# INSTRUCTIONS FOR THE TASK
Recast every row below as a JSON list of strings, one string per line, and skip any blank lines. Leave the pictures out of the list.

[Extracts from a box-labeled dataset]
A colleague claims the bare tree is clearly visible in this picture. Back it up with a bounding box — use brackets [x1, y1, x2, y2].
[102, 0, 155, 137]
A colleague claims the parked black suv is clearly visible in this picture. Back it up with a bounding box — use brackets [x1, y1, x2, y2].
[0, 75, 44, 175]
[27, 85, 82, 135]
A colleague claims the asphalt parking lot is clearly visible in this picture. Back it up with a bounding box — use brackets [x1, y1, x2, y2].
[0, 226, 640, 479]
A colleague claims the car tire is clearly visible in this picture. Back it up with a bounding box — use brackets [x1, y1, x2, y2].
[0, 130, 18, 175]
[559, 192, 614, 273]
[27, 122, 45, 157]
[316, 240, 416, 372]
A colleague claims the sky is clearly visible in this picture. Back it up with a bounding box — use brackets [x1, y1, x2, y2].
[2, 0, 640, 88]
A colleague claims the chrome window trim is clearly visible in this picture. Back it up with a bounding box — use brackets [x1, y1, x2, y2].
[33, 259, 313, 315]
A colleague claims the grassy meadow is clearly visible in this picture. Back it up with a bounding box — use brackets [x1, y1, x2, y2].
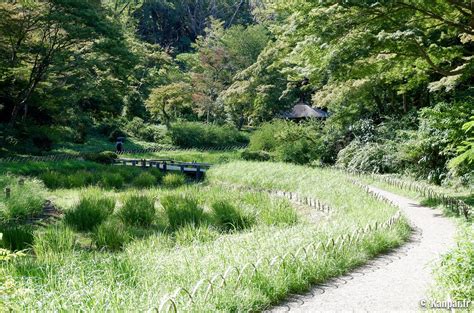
[1, 161, 409, 312]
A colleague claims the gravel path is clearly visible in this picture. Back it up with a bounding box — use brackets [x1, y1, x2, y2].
[272, 187, 455, 312]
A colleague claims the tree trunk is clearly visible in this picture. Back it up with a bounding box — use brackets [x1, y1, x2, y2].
[403, 93, 408, 113]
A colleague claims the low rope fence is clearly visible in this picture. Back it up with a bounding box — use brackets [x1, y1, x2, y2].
[0, 145, 247, 163]
[215, 182, 335, 213]
[155, 211, 401, 313]
[344, 170, 474, 220]
[0, 154, 81, 163]
[117, 144, 247, 155]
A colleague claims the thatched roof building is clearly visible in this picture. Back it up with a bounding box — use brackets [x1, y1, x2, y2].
[282, 102, 329, 120]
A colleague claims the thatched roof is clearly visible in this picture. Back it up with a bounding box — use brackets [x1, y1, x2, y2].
[283, 103, 328, 119]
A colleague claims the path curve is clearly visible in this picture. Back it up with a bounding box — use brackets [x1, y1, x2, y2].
[271, 186, 456, 312]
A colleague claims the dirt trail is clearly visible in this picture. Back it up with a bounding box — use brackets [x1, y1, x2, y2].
[272, 187, 455, 312]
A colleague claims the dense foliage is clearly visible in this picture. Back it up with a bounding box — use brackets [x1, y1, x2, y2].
[0, 0, 474, 183]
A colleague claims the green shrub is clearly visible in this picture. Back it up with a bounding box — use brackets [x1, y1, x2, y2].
[39, 171, 68, 189]
[336, 140, 402, 173]
[246, 120, 325, 164]
[65, 190, 115, 231]
[83, 151, 118, 164]
[160, 195, 206, 230]
[148, 168, 165, 183]
[4, 179, 46, 219]
[92, 218, 131, 251]
[211, 200, 254, 231]
[33, 225, 76, 256]
[169, 122, 248, 148]
[109, 128, 127, 142]
[115, 166, 143, 181]
[132, 172, 157, 188]
[125, 117, 167, 142]
[118, 194, 155, 226]
[241, 149, 271, 161]
[174, 225, 220, 246]
[249, 121, 287, 152]
[259, 200, 298, 226]
[0, 224, 34, 251]
[100, 172, 125, 189]
[162, 173, 186, 188]
[67, 171, 95, 188]
[436, 225, 474, 301]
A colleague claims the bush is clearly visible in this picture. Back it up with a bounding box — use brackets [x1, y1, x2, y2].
[160, 195, 206, 230]
[83, 151, 118, 164]
[126, 117, 167, 142]
[92, 218, 131, 251]
[211, 200, 254, 231]
[33, 225, 76, 256]
[259, 201, 298, 225]
[118, 194, 155, 226]
[336, 140, 402, 173]
[100, 172, 125, 189]
[241, 149, 271, 161]
[148, 168, 165, 183]
[65, 190, 115, 231]
[163, 173, 186, 188]
[109, 128, 127, 142]
[31, 134, 53, 151]
[0, 225, 34, 251]
[169, 122, 248, 148]
[39, 171, 68, 189]
[4, 179, 46, 219]
[67, 171, 95, 188]
[174, 225, 220, 245]
[132, 172, 157, 188]
[436, 224, 474, 301]
[246, 120, 324, 164]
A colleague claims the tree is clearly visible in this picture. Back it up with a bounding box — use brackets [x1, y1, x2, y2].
[146, 82, 192, 127]
[0, 0, 130, 124]
[134, 0, 254, 53]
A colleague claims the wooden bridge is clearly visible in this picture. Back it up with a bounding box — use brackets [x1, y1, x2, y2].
[114, 158, 212, 179]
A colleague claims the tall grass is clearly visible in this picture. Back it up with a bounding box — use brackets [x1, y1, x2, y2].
[132, 172, 157, 188]
[33, 225, 76, 259]
[435, 224, 474, 301]
[118, 194, 156, 226]
[92, 218, 131, 251]
[0, 176, 46, 220]
[0, 162, 409, 312]
[160, 195, 206, 230]
[65, 189, 115, 231]
[0, 224, 34, 251]
[163, 173, 186, 188]
[212, 200, 255, 231]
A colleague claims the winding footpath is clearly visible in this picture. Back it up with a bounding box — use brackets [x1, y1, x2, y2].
[271, 186, 456, 312]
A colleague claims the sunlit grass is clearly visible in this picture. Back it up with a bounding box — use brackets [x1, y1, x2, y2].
[2, 162, 409, 312]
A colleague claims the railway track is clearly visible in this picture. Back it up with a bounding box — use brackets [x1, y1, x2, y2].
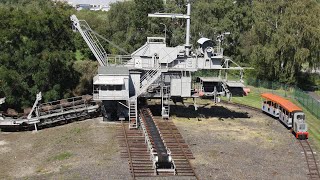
[117, 109, 199, 180]
[299, 140, 320, 179]
[117, 122, 154, 179]
[222, 101, 320, 179]
[155, 114, 199, 180]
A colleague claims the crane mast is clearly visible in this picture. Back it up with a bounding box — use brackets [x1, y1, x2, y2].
[70, 15, 108, 66]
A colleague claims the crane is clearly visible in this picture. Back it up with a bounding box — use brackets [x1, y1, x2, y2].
[70, 15, 129, 66]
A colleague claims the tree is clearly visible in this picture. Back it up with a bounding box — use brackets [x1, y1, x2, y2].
[0, 0, 79, 109]
[242, 0, 320, 84]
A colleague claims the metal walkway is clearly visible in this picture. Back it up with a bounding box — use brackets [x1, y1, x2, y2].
[0, 95, 100, 130]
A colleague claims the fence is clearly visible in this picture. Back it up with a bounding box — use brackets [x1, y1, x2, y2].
[245, 78, 320, 119]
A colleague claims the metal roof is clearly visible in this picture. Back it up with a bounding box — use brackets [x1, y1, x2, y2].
[98, 66, 129, 76]
[64, 0, 123, 5]
[261, 93, 302, 112]
[93, 76, 124, 85]
[197, 38, 212, 44]
[227, 81, 244, 87]
[199, 77, 222, 82]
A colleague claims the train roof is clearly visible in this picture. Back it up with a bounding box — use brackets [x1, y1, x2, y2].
[261, 93, 302, 112]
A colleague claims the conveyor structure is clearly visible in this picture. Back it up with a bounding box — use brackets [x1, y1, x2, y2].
[0, 93, 100, 130]
[140, 108, 176, 175]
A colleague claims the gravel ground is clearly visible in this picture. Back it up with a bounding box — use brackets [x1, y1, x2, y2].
[0, 104, 307, 180]
[0, 118, 130, 179]
[173, 105, 308, 180]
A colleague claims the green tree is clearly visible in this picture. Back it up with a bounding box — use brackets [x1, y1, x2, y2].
[0, 0, 79, 109]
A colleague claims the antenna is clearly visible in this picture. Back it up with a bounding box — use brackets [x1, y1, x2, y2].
[0, 98, 6, 104]
[148, 0, 191, 56]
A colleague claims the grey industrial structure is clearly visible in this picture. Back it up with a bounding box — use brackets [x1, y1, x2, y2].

# ANSWER BELOW
[
  "A colleague claims the bare tree is clearly visible in this picture. Back it up with a bounding box — use brackets [x1, y1, x2, y2].",
  "[102, 0, 155, 137]",
  "A colleague claims the parked black suv is clearly visible in this picture. Back it up with a bounding box — use brackets [x1, y1, x2, y2].",
  "[0, 75, 44, 175]",
  "[27, 85, 82, 135]",
  "A colleague claims the asphalt parking lot is clearly visible in this picture. Back it up with a bounding box — use brackets [x1, y1, x2, y2].",
  "[0, 226, 640, 479]",
  "A colleague claims the car tire is clearly visible in this picture. Back it up with a bounding box — use brackets [x1, y1, x2, y2].",
  "[0, 130, 18, 175]",
  "[559, 192, 614, 273]",
  "[27, 122, 45, 157]",
  "[316, 240, 416, 372]",
  "A colleague claims the sky is clearly visible in this picture. Back it up with a bounding box — use brackets [x1, y1, x2, y2].",
  "[2, 0, 640, 88]",
  "A colleague claims the chrome window trim is clearly visible in this picture. Back it up with a bounding box — use brackets [x1, y1, x2, y2].",
  "[33, 259, 313, 315]",
  "A colleague claims the grassy meadow is clearly visible in this picture. Back it up with a bounding box — use brackets [x1, y1, x2, y2].",
  "[1, 161, 409, 312]",
  "A colleague claims the gravel path is clearly visible in this picture. Back it up with a bounding box — use brackets [x1, y1, x2, y2].",
  "[272, 187, 455, 312]",
  "A colleague claims the tree trunk is clearly visible in this picture. Back it up with a bounding box — use brackets [x1, y1, x2, y2].",
  "[403, 93, 408, 113]",
  "A colleague claims the low rope fence is clearly visible in this picture. Back it up with a bounding box — use brackets [x1, y1, x2, y2].",
  "[0, 145, 247, 163]",
  "[215, 182, 335, 213]",
  "[155, 211, 401, 313]",
  "[344, 170, 474, 220]",
  "[0, 154, 81, 163]",
  "[117, 144, 247, 155]",
  "A colleague claims the thatched roof building is clearly visible in this picture. Back it up with a bounding box — use brackets [x1, y1, x2, y2].",
  "[282, 102, 329, 120]",
  "A colleague claims the thatched roof is clearly visible in this picture. Back it up with a bounding box — use brackets [x1, y1, x2, y2].",
  "[283, 103, 328, 119]",
  "A colleague claims the path curve is clearly visible in this picture. Back it up with a bounding box — use brackets [x1, y1, x2, y2].",
  "[271, 186, 456, 312]",
  "A colleague claims the dirt trail is clearly visible in this picture. Back it up with a bounding box — use brackets [x1, y1, x2, y2].",
  "[272, 187, 455, 312]",
  "A colleague claims the dense foliage is clearly visible in this picture. Back it up with a bounding box — use brackets [x1, y1, x2, y2].",
  "[0, 0, 474, 183]",
  "A colleague claims the green shrub is clearly visible in this picture. Back it up with a bounding box — use brackets [x1, y1, x2, y2].",
  "[39, 171, 68, 189]",
  "[336, 140, 402, 173]",
  "[246, 120, 325, 164]",
  "[65, 190, 115, 231]",
  "[83, 151, 118, 164]",
  "[160, 195, 206, 230]",
  "[148, 168, 165, 183]",
  "[4, 179, 46, 219]",
  "[92, 218, 131, 251]",
  "[211, 200, 254, 231]",
  "[33, 225, 76, 256]",
  "[169, 122, 248, 148]",
  "[109, 128, 127, 142]",
  "[115, 166, 143, 181]",
  "[132, 172, 157, 188]",
  "[125, 117, 167, 142]",
  "[118, 194, 155, 226]",
  "[241, 149, 271, 161]",
  "[174, 225, 220, 246]",
  "[249, 121, 287, 152]",
  "[259, 200, 298, 226]",
  "[0, 224, 34, 251]",
  "[100, 172, 125, 189]",
  "[162, 173, 186, 188]",
  "[67, 171, 95, 188]",
  "[436, 225, 474, 301]",
  "A colleague claims the bush is clearly visible in this picture. Back it up with a bounding box — use brackets [x1, y1, x2, y2].",
  "[160, 195, 206, 230]",
  "[83, 151, 118, 164]",
  "[126, 117, 167, 142]",
  "[92, 218, 131, 251]",
  "[211, 200, 254, 231]",
  "[33, 225, 76, 256]",
  "[259, 201, 298, 225]",
  "[118, 194, 155, 226]",
  "[336, 140, 402, 173]",
  "[100, 172, 125, 189]",
  "[241, 149, 271, 161]",
  "[148, 168, 165, 183]",
  "[65, 190, 115, 231]",
  "[163, 173, 186, 188]",
  "[109, 128, 127, 142]",
  "[31, 134, 53, 151]",
  "[0, 225, 34, 251]",
  "[169, 122, 248, 148]",
  "[39, 171, 68, 189]",
  "[4, 179, 46, 219]",
  "[67, 171, 95, 188]",
  "[174, 225, 220, 245]",
  "[132, 172, 157, 188]",
  "[436, 224, 474, 301]",
  "[246, 120, 324, 164]",
  "A colleague claims the tree is clearly visible in this picture. Back it up with a bounding box — use brackets [x1, y1, x2, y2].",
  "[146, 82, 192, 127]",
  "[0, 0, 130, 124]",
  "[134, 0, 254, 53]",
  "A colleague claims the wooden bridge is clearly visible in this picture. Back it up with a bounding box — use brackets [x1, y1, x2, y2].",
  "[114, 158, 212, 179]",
  "A colleague claims the tall grass is clearly visible in this picture. Back it up with a bounding box — use brackets [x1, y1, x2, y2].",
  "[132, 172, 157, 188]",
  "[33, 225, 76, 259]",
  "[435, 224, 474, 301]",
  "[118, 194, 156, 226]",
  "[92, 218, 131, 251]",
  "[0, 176, 46, 220]",
  "[0, 162, 409, 312]",
  "[160, 195, 206, 230]",
  "[65, 189, 115, 231]",
  "[0, 224, 34, 251]",
  "[163, 173, 186, 188]",
  "[212, 200, 255, 231]",
  "A colleague claims the winding footpath is clearly visible in this picture. Back it up with a bounding box — use brackets [x1, y1, x2, y2].",
  "[271, 186, 456, 312]",
  "A colleague claims the sunlit grass is clearly visible in this picture. Back it up with a bounding box — use brackets [x1, y1, x2, y2].",
  "[2, 162, 409, 312]",
  "A colleague claims the railway track is clearly visible in this picture. Back it up with a bounding box — use brackets [x1, y1, x2, y2].",
  "[117, 109, 199, 180]",
  "[299, 140, 320, 179]",
  "[117, 122, 154, 179]",
  "[222, 101, 320, 179]",
  "[155, 114, 199, 180]",
  "A colleague claims the crane mast is clearly visible in this picture. Back it up with a bounding box — use brackets [x1, y1, x2, y2].",
  "[70, 15, 108, 66]",
  "A colleague claims the crane is clearly visible in this picture. Back it up with a bounding box — use brackets [x1, y1, x2, y2].",
  "[70, 15, 129, 66]",
  "A colleague claims the tree is clearly visible in this picture. Back it up with a bounding box — use brackets [x1, y1, x2, y2].",
  "[0, 0, 79, 109]",
  "[242, 0, 320, 84]",
  "A colleague claims the metal walkway is clearly visible in this picture. Back it up with a bounding box — use brackets [x1, y1, x2, y2].",
  "[0, 95, 100, 130]",
  "A colleague claims the fence is clearly visible in this picture. Back it up with a bounding box — use brackets [x1, y1, x2, y2].",
  "[245, 78, 320, 119]",
  "A colleague claims the metal roof is clearly visible in this picture. Back it up with a bounding box — use brackets [x1, y1, x2, y2].",
  "[98, 66, 129, 76]",
  "[64, 0, 123, 5]",
  "[261, 93, 302, 112]",
  "[93, 76, 124, 85]",
  "[197, 38, 212, 44]",
  "[227, 81, 244, 87]",
  "[199, 77, 222, 82]",
  "A colleague claims the train roof is clearly visible in this picture. Back it up with a bounding box — use brackets [x1, y1, x2, y2].",
  "[261, 93, 302, 112]",
  "A colleague claims the conveyor structure is clearly visible in this picture. Back it up with a bounding box — use brackets [x1, y1, x2, y2].",
  "[0, 93, 100, 130]",
  "[140, 108, 176, 175]",
  "A colleague claims the gravel ground is clearly visible in this picture. Back it up with a bounding box — use brackets [x1, y1, x2, y2].",
  "[0, 104, 307, 180]",
  "[0, 118, 130, 179]",
  "[173, 105, 308, 180]",
  "A colleague claims the green tree is clearly visible in this picture. Back it up with a bounding box — use brackets [x1, y1, x2, y2].",
  "[0, 0, 79, 109]",
  "A colleague claims the antenna is clearly visible in this picture. Back it up with a bounding box — use brackets [x1, y1, x2, y2].",
  "[0, 98, 6, 104]",
  "[148, 0, 191, 56]",
  "A colleague claims the grey industrial structure is clearly visible in this picture. Back it up with a bounding box — use brackets [x1, y1, x2, y2]."
]